[AUFGABE]: Wie hoch waren laut dem folgenden Textauszug über Fitness First die Nettoverbindlichkeiten der Fitness-Kette im Oktober 2010? Bitte antworte in einem Satz.

[TEXTAUSZUG]:
# # # # # # #

Behavioral Living

Lebenslänglich Sport

am
25. Januar 2012

Als sich gestern in der Online-Ausgabe des Guardian lesen musste, dass mein geliebtes „Fitness First“ mit seinen Gläubigern in Verhandlungen getreten sei, kam ich ins Grübeln. Augenscheinlich hat die Fitness-Kette – eine der größten der Welt – Probleme, ihren hohen Zinszahlungen nachzukommen; die Nettoverbindlichkeiten hatten im Oktober 2010 bereits 612 Millionen englische Pfund betragen. Und prompt kam mir auch wieder mein alter Bekannter in den Sinn, der Mitte 2008 eine lebenslange Mitgliedschaft bei besagtem Sportstudio zum stolzen, aber durchaus attraktiven Preis von 4.000 € (weltweite Nutzung aller Fitness Firststudios eingeschlossen) erworben hatte. Bei einem Monatsbeitrag von ca. 70 € bis 80 € für treue Mitglieder, hätte er ohne Berücksichtigung von Zinsen nach etwa vier bis fünf Jahren seinen Break-Even erreicht – legt man einen Zinssatz von realistischen 7 Prozent p. a. zu Grunde, kann man noch etwa ein gutes Jahr dazu rechnen.

# # # # # # #

[DATEN]:
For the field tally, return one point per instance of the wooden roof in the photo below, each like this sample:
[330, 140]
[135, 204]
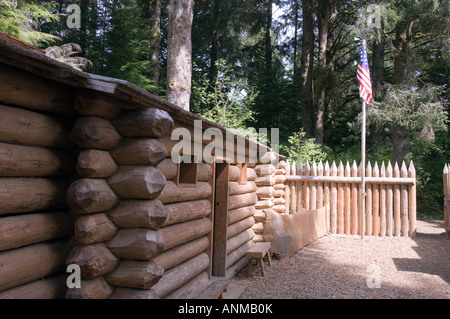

# # # # # # #

[LÖSUNG]: Die Nettoverbindlichkeiten betrugen im Oktober 2010 bereits 612 Millionen englische Pfund.